SHORT PROBLEM 1
Count the lines in the records that contain the string "yellow". Case counts.

GIVEN PASSAGE
• • • •

I'm working on a slightly larger project of my own and I need to make a localhost proxy in python.
The way I wrote mine is that there's a TCP server (using socket and SOCK_STREAM) on port 8080 on the localhost. It accepts a request from the local host, using slicing, string.find(), and gethostbyname() finds that target IP, so it opens up another TCP socket, sends the request and recv's a reply. After that, it relays the reply back to the localhost proxy which in turn throws it back at the browser.
This is the code with ample debugging messages and a debug file to collect the requests of the browser and the replies received back (also note this is just a prototype, hence the limited for loop instead of a while 1 loop):
import socket
local = socket.socket(socket.AF_INET, socket.SOCK_STREAM)
f = open('test.txt', 'a')
local.bind(('localhost', 8080))
local.listen(5)

• • • •

SHORT PROBLEM 2
Decide whether each statement agrees with the post about the Python localhost proxy. Answer yes or no, and quote the deciding words from the post: (a) The proxy server listens on port 8080. (b) The prototype runs in a while 1 loop. (c) The proxy server is built on UDP sockets.

Records excerpted from a collection
• • • •

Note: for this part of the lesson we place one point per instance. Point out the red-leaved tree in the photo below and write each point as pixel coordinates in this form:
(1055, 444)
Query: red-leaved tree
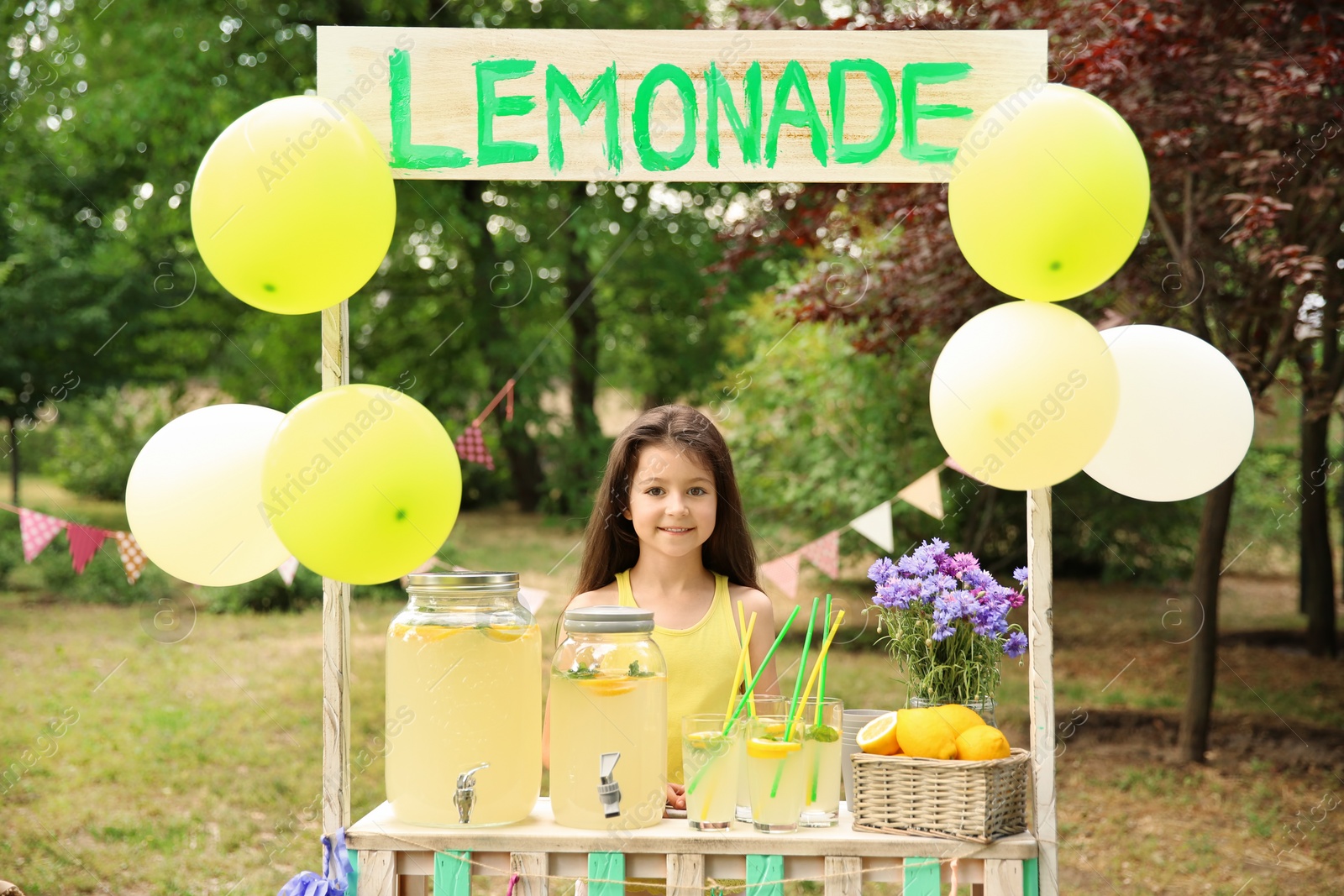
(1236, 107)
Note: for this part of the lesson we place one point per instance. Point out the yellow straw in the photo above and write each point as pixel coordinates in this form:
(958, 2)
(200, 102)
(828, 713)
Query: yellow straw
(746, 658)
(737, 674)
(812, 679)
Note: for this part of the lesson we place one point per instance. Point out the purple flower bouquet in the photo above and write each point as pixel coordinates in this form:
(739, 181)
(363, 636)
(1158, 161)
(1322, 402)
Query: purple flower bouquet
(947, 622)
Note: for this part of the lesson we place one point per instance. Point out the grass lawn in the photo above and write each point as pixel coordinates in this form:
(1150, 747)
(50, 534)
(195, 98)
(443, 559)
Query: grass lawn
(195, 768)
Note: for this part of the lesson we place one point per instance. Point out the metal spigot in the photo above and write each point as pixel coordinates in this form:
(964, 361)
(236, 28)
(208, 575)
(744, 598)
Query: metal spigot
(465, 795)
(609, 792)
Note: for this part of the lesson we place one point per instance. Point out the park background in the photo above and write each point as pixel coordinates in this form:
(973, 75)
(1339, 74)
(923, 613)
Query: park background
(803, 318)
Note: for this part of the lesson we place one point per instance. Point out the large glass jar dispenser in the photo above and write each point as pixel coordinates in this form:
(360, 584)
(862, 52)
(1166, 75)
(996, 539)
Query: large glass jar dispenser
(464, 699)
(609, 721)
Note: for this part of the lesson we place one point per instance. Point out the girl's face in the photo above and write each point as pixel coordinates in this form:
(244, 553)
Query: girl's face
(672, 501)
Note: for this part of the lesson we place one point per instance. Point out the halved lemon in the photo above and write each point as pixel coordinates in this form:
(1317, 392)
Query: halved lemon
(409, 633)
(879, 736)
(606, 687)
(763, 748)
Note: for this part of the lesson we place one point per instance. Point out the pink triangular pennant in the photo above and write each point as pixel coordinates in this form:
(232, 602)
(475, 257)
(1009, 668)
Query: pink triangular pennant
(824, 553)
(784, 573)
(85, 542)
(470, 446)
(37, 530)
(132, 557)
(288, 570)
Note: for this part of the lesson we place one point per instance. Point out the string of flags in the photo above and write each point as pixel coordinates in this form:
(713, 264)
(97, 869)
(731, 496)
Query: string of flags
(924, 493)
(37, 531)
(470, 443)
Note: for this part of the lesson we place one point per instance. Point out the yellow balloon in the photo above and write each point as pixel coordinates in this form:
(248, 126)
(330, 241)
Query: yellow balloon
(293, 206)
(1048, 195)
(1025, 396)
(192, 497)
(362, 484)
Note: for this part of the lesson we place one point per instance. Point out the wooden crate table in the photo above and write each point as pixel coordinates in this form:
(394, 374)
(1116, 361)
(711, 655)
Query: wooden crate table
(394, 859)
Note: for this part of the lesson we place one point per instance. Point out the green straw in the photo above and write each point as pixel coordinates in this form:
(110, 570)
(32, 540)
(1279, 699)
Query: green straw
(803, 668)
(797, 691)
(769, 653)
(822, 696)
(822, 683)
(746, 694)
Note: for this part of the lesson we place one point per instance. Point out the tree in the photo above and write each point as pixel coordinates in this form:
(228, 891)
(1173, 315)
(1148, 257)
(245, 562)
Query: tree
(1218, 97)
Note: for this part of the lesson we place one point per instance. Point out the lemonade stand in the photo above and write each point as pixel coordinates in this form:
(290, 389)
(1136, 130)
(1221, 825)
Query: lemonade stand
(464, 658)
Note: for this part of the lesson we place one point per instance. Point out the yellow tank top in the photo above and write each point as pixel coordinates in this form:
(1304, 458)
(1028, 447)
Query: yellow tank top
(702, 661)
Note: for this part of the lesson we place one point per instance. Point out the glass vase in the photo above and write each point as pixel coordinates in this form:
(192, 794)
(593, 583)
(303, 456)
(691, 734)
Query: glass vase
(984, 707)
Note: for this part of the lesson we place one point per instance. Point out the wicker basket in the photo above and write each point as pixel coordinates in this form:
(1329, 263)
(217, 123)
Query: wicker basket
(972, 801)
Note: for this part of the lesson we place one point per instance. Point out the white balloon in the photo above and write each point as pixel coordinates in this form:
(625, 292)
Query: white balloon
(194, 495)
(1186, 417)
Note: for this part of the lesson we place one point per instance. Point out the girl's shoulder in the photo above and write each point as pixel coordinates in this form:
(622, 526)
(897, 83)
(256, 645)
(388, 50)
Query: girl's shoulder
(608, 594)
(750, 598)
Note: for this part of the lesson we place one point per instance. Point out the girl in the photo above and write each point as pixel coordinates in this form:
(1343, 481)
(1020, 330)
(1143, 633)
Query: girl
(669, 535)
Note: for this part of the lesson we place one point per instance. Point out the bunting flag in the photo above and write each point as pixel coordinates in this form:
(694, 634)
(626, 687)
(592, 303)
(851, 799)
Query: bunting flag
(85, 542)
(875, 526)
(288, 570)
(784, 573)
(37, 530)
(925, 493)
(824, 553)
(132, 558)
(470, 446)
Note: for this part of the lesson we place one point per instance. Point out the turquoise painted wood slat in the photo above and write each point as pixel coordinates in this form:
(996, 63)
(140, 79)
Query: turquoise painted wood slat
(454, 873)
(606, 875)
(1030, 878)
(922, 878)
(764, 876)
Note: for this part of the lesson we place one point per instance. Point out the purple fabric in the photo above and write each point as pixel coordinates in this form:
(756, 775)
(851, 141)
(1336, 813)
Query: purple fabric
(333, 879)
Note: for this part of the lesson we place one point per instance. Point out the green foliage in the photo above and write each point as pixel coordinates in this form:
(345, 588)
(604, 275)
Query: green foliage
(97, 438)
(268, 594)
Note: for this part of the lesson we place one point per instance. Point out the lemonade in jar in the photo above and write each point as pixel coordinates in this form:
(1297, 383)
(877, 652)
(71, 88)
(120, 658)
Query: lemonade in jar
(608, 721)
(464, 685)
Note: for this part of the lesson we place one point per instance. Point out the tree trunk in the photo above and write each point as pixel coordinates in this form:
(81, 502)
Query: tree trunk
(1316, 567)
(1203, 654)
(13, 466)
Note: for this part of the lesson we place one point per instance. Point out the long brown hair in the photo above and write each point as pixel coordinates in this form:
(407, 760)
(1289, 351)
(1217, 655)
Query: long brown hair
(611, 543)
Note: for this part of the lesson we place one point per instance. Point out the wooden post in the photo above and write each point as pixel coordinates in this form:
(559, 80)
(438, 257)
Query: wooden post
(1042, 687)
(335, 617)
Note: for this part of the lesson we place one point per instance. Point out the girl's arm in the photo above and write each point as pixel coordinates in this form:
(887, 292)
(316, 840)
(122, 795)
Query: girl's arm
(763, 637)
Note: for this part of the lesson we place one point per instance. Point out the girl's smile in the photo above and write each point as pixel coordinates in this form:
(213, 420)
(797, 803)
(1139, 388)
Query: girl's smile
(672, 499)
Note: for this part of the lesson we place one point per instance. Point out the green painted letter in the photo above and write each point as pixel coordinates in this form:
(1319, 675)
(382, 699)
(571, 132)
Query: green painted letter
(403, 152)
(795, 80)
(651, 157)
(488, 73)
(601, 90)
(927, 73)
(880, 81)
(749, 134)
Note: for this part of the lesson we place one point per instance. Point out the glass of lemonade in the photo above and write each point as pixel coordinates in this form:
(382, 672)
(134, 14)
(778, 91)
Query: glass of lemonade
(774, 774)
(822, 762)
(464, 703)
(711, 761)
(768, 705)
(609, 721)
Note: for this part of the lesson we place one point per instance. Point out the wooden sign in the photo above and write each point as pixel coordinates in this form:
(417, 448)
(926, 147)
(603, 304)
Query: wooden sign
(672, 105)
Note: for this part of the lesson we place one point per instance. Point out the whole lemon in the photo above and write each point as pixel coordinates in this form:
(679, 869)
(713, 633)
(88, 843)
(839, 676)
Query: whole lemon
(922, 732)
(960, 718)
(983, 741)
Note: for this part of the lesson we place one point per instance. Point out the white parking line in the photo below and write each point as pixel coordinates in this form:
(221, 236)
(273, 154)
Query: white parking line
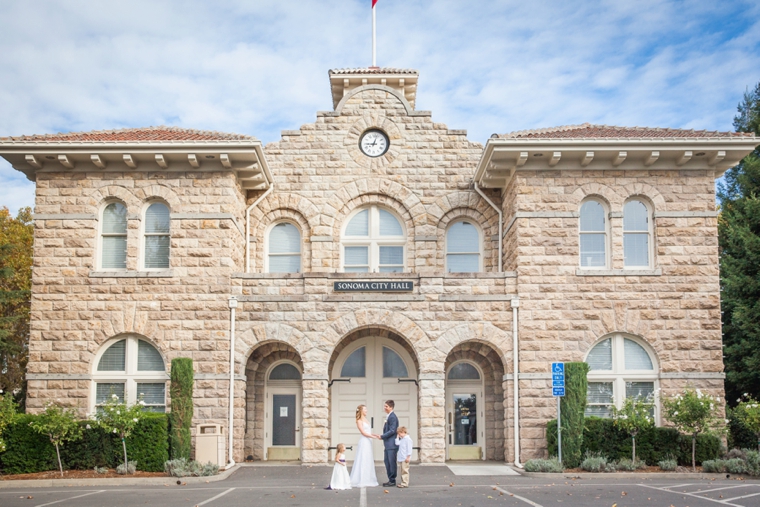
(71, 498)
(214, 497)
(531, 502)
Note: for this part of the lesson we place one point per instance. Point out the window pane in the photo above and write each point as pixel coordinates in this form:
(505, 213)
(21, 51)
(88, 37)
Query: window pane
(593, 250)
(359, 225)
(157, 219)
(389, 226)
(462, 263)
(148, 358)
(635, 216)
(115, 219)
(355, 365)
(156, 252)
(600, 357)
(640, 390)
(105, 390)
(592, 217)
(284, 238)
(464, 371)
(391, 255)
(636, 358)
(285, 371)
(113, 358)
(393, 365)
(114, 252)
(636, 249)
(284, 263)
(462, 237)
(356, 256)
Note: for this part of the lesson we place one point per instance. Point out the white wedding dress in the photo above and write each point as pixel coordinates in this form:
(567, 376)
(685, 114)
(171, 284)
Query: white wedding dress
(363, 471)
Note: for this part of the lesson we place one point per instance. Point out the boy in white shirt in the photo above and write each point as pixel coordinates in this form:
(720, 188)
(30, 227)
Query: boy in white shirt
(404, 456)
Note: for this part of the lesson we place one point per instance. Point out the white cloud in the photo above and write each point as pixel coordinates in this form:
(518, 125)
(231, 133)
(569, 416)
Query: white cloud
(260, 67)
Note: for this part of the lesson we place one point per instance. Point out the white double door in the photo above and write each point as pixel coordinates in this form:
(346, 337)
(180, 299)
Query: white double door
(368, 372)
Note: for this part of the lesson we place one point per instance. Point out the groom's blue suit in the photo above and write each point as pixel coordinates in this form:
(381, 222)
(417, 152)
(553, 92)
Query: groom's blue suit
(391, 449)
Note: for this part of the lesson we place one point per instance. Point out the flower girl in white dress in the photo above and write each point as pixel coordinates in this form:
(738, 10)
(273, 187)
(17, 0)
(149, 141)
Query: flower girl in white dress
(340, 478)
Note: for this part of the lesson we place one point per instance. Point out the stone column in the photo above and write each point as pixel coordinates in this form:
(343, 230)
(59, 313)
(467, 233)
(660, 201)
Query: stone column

• • • •

FULL OUTPUT 1
6

FULL OUTPUT 2
(a) Yes: "on port 8080 on the localhost"
(b) No: "hence the limited for loop instead of a while 1 loop"
(c) No: "a TCP server (using socket and SOCK_STREAM)"